EXERCISE GOAL:
From the entries below, copy out all lines holding "wheel".
START GIVEN DATA
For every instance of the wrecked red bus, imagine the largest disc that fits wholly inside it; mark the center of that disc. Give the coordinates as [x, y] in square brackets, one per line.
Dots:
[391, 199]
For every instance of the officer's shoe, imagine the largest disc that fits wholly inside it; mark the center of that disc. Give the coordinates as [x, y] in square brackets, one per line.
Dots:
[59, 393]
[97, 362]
END GIVEN DATA
START GIVEN DATA
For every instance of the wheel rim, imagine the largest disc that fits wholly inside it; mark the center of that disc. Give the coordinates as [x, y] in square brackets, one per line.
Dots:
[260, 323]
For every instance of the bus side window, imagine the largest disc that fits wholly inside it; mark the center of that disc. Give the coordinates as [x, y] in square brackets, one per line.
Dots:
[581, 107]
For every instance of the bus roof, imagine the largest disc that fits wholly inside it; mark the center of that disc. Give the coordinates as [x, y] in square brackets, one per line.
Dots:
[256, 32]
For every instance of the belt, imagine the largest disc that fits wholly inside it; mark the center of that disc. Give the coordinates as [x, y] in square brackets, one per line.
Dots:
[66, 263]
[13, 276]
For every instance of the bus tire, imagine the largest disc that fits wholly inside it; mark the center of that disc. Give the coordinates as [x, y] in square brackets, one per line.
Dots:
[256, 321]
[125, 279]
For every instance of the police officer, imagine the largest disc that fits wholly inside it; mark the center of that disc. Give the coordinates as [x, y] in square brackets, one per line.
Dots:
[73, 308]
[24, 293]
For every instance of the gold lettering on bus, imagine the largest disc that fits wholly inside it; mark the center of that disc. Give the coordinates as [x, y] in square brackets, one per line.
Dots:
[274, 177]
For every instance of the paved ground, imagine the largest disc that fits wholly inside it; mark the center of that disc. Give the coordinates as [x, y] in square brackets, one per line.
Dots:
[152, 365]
END GIVEN DATA
START GIVEN DATA
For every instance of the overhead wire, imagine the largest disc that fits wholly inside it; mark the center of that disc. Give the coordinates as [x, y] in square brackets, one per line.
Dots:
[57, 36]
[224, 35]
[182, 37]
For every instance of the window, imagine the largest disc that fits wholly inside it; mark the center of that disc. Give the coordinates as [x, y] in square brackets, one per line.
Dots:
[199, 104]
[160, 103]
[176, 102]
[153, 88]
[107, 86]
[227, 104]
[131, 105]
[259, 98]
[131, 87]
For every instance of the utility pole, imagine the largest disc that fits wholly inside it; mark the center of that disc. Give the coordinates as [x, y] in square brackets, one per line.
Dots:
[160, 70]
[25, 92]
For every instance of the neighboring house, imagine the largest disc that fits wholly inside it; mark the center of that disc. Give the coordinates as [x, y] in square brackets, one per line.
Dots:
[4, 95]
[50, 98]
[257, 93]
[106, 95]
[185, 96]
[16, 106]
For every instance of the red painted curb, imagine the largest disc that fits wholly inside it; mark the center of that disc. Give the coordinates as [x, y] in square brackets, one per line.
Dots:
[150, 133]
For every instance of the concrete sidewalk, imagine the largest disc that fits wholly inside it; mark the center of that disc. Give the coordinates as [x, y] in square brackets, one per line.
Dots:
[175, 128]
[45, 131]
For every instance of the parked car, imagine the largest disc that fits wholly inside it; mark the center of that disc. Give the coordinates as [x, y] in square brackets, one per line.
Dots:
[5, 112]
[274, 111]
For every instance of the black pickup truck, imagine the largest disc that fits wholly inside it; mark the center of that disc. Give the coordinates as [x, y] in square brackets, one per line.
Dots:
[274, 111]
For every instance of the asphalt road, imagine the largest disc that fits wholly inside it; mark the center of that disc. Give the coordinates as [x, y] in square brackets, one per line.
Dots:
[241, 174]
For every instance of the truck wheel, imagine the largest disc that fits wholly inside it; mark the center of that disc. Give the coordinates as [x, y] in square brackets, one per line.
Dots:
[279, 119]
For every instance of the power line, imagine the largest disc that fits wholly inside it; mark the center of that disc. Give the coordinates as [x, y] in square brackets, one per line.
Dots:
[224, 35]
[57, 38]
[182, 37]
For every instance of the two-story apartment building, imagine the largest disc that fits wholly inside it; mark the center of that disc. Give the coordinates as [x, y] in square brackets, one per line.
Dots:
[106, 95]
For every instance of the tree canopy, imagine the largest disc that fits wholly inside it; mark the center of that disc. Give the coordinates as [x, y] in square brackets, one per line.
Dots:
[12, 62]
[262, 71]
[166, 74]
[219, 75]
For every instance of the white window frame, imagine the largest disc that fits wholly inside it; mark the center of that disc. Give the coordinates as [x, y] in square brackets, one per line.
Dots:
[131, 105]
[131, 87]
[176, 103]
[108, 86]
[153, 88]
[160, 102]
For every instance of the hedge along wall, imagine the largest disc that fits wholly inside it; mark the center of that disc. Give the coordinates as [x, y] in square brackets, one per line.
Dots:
END GIVEN DATA
WORKED SOLUTION:
For every instance of the wheel rim, imagine the largest disc that fits wholly inside it; mark the center of that disc. Give the coordinates as [x, y] in square brackets, one per line.
For every instance of the truck wheel, imagine the largest disc that fits wholly inside it; mark the center of that disc. Give the coordinates as [x, y] in square brackets, one per line.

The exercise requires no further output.